* _ACTIVITY_: I'd like the entries reproduced exactly, with all pictures omitted.

[SUPPLIED ENTRIES]

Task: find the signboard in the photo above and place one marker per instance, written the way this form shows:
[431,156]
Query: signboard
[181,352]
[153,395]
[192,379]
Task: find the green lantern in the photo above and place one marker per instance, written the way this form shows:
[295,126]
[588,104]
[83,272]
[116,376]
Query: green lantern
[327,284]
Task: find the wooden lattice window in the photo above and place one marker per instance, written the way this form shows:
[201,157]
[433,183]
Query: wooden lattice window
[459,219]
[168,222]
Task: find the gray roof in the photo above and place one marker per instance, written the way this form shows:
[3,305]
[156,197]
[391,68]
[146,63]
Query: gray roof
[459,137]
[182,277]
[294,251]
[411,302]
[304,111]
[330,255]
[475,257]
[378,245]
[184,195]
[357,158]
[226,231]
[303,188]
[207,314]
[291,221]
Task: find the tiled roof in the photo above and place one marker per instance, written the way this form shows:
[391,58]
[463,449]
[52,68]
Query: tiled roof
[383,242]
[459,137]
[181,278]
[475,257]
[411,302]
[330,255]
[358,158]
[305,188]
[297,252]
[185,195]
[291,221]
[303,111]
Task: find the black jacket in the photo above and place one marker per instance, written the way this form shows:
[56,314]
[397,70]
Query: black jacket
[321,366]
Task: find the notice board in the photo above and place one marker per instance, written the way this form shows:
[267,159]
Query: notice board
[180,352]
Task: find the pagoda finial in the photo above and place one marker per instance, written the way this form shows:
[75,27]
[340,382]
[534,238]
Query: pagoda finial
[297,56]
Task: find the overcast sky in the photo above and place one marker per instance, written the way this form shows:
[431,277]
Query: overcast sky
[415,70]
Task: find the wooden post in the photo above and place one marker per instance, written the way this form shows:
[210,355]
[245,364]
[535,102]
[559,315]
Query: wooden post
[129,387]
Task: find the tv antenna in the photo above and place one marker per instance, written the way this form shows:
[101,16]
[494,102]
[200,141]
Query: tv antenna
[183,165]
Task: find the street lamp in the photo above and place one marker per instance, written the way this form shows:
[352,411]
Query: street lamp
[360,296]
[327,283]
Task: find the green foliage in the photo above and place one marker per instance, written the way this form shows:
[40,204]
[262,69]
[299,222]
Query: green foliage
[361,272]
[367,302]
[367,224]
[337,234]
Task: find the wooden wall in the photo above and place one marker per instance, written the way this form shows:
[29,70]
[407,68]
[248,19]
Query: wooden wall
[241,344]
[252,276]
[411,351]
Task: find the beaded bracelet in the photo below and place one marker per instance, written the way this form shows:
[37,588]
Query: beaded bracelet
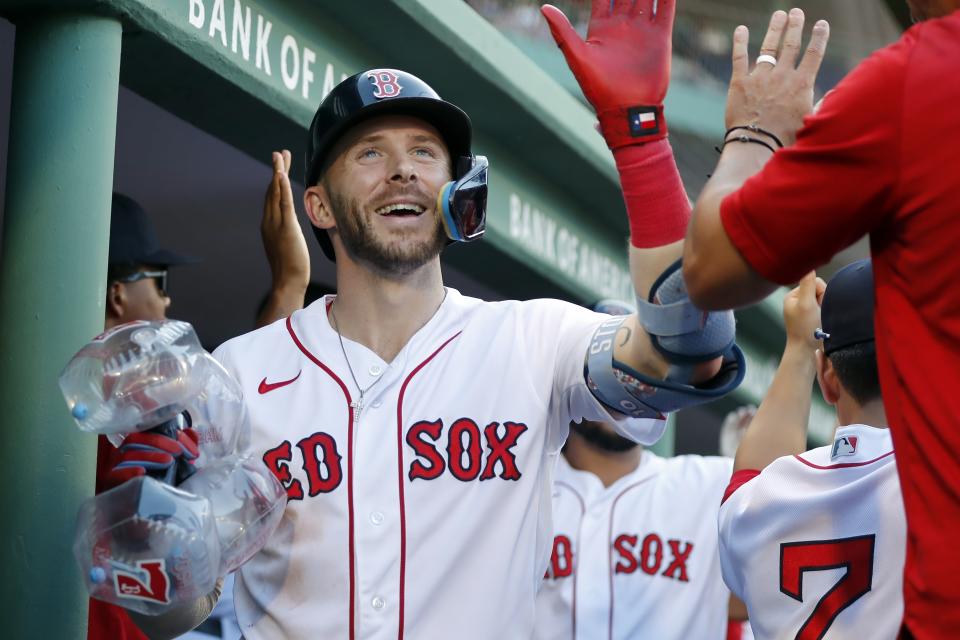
[747,139]
[755,129]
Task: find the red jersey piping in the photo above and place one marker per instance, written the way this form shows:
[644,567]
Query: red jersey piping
[403,515]
[346,393]
[843,465]
[613,508]
[576,553]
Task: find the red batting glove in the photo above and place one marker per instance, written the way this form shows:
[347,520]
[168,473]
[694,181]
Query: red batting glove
[623,67]
[147,452]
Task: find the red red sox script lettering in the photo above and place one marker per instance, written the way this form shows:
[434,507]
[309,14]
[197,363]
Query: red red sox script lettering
[466,452]
[646,554]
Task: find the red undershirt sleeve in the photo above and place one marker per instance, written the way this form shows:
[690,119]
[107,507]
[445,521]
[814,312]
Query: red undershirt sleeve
[737,480]
[835,184]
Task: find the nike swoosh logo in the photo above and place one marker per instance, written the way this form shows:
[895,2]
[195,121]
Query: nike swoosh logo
[267,387]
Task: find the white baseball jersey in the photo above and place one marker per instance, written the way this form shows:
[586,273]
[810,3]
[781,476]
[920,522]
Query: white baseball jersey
[425,513]
[815,543]
[637,559]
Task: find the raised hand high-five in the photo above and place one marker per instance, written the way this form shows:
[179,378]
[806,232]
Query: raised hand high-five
[623,67]
[778,92]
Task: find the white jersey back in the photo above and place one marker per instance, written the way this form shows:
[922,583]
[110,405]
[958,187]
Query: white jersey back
[637,559]
[815,543]
[425,513]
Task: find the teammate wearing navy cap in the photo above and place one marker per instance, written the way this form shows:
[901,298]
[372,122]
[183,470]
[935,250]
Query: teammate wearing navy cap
[416,429]
[814,541]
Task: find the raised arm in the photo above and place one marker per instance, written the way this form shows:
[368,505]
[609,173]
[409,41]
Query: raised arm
[284,245]
[765,109]
[780,426]
[623,67]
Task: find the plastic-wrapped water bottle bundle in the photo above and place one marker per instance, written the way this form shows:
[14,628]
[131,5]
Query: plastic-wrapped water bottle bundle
[164,537]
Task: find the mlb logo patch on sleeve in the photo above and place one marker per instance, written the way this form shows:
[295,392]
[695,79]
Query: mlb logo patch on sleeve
[844,446]
[643,121]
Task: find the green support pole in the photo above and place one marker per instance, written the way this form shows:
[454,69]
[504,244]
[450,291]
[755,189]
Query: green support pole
[52,288]
[665,445]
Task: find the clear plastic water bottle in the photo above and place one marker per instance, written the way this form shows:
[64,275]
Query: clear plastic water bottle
[146,545]
[247,503]
[142,374]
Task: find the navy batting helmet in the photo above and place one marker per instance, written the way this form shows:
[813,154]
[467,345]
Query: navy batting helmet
[382,92]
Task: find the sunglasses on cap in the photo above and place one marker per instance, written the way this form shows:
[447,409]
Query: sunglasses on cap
[159,276]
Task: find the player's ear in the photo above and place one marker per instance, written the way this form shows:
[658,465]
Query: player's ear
[116,300]
[316,202]
[827,379]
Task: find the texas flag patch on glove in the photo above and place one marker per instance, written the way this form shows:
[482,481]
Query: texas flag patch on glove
[644,121]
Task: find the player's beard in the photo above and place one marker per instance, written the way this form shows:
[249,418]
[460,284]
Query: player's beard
[399,258]
[602,438]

[/SUPPLIED ENTRIES]

* _RESPONSE TO THIS TASK_:
Task: find the signboard in the photo above and place one marker per instance, written the way this form shows:
[431,156]
Query: signboard
[181,352]
[153,395]
[192,379]
Task: find the green lantern in the photo above and place one marker per instance, written the way this form shows:
[295,126]
[588,104]
[83,272]
[116,376]
Query: green lantern
[327,284]
Task: find the wooden lattice window in the photo above and place one marker per instance, written the way this form shows:
[201,157]
[433,183]
Query: wooden lattice window
[459,219]
[168,222]
Task: find the gray roof in the photo above and place one marker per instance, written the way this form shows:
[3,305]
[156,197]
[391,68]
[146,63]
Query: gray roof
[459,137]
[182,277]
[294,251]
[411,302]
[304,111]
[330,255]
[475,257]
[378,245]
[184,195]
[357,158]
[226,231]
[303,188]
[207,314]
[291,221]
Task: find the tiled roof in the photo above and place one marker per instance, written the way this form shows:
[391,58]
[463,449]
[52,68]
Query: tiled roof
[383,242]
[459,137]
[181,278]
[475,257]
[411,302]
[330,255]
[358,158]
[305,188]
[297,252]
[185,195]
[291,221]
[303,111]
Task: find the black jacket in the photo above and place one marker per instance, written the way this form shows:
[56,314]
[397,70]
Query: black jacket
[321,366]
Task: find the notice board in the photo above and place one marker per instance, written the way this form shows:
[267,159]
Query: notice board
[180,352]
Task: find the pagoda finial in the photo above and place one marker per instance, written the way this form shows:
[75,27]
[340,382]
[534,238]
Query: pagoda finial
[297,56]
Task: find the overcast sky in the photo above and place one marker per instance, written the way this form shows:
[431,277]
Query: overcast sky
[415,70]
Task: find the wooden post in the photo above and place one marker per instance, written the way this form shows:
[210,355]
[245,364]
[535,102]
[559,315]
Query: wooden post
[129,387]
Task: find the tv antenna in the photo above and place one marker per instance, written the way this form shows:
[101,16]
[494,102]
[200,141]
Query: tv antenna
[183,165]
Task: find the street lamp in the photo above and place one marker per instance, written the way this form shows:
[352,411]
Query: street lamp
[360,296]
[327,283]
Task: find the green foliage in the photo above and place one marker per instance, written the way this form shows:
[40,204]
[262,69]
[299,222]
Query: green foliage
[361,272]
[367,302]
[367,224]
[337,234]
Task: find the wooden wall in the photo above and place one marker per instance, written the way this form shows:
[29,70]
[407,68]
[248,19]
Query: wooden wall
[241,344]
[252,276]
[411,351]
Task: find the beaded bracelet in the photo below and place one marker per instance, written the way this form shows:
[37,588]
Query: beaded bracelet
[747,139]
[755,129]
Task: find the red jersey piping in the photo above and place one marker per instance, written the way this form shows:
[644,567]
Query: red jersey piping
[403,515]
[346,393]
[843,465]
[613,508]
[576,553]
Task: find the red batting glove in the photo above and place one marker per instance, written the way this form shows:
[347,520]
[168,473]
[694,181]
Query: red batting glove
[623,67]
[147,452]
Task: find the red red sox script lettering in the photo above and place one marker per instance, written the way this form shows:
[434,507]
[309,14]
[197,363]
Query: red red sox script lettering
[466,452]
[646,554]
Task: find the red undershirt sleeve in the photo above and place one marker per instance, written the way this form shows:
[690,119]
[107,507]
[445,521]
[814,312]
Query: red undershirt sleeve
[737,480]
[835,184]
Task: find the nike swoosh logo in the photo above and place one marker per instance, written the way this form shows:
[895,2]
[195,121]
Query: nike swoosh logo
[267,387]
Task: find the white baseball jersey in the photo above and place one marker per instance, written the way this form shows:
[586,273]
[810,3]
[781,476]
[920,522]
Query: white baseball jersey
[425,513]
[815,543]
[637,559]
Task: find the raised hand high-five in the photo above and place one marker per instance, written the way this form shows:
[179,378]
[806,232]
Query: raised hand high-five
[623,67]
[778,92]
Task: find the white jersey back in the photo above and place one marker per instance, written the way this form shows:
[922,583]
[110,405]
[958,187]
Query: white jersey back
[637,559]
[815,543]
[425,513]
Task: find the teammate wearing navy cap in the photo above and place one marker per instance, written the way this form shows:
[901,298]
[372,122]
[183,470]
[935,250]
Query: teammate wearing navy cap
[416,429]
[814,541]
Task: find the raised arm in the photo above and place one marker per instance, written the way this form shows:
[368,505]
[609,173]
[409,41]
Query: raised arm
[284,245]
[765,109]
[780,426]
[623,67]
Task: find the plastic-wrapped water bottle bundle in the photo above and place one marker per instance, written the way this form shows:
[14,628]
[131,5]
Query: plastic-wrapped water bottle bundle
[164,537]
Task: find the mlb logo patch on sleeve in the photo above and place one marker per instance, written the way this form shows:
[295,392]
[695,79]
Query: mlb logo patch on sleeve
[844,446]
[643,121]
Task: find the green support pole in the photo above and place one marker per instance, written the way this form shows:
[454,69]
[504,244]
[450,291]
[755,189]
Query: green support pole
[52,288]
[665,445]
Task: find the clear plastic water bottle in the photo above and place one marker per instance, written the way this form shows:
[64,275]
Query: clear plastic water bottle
[146,545]
[247,503]
[142,374]
Task: find the navy batting helmet in the photo above and place one marker per instance, written the way this form shows:
[813,154]
[467,345]
Query: navy batting helmet
[382,92]
Task: find the sunglasses on cap in the photo above and place one marker per instance, written the way this form shows:
[447,409]
Query: sunglasses on cap
[159,276]
Task: find the player's ear in the photo above and place one marker per instance, written the way this form shows:
[658,465]
Query: player's ear
[116,300]
[316,202]
[827,379]
Task: find the texas flag patch on glove in the photo above and place one marker per instance, written the way this form shows:
[482,481]
Query: texas flag patch on glove
[644,121]
Task: find the player's beard in the photo above and place one marker per instance, written the way this form shows:
[249,418]
[460,284]
Query: player's beard
[399,258]
[602,438]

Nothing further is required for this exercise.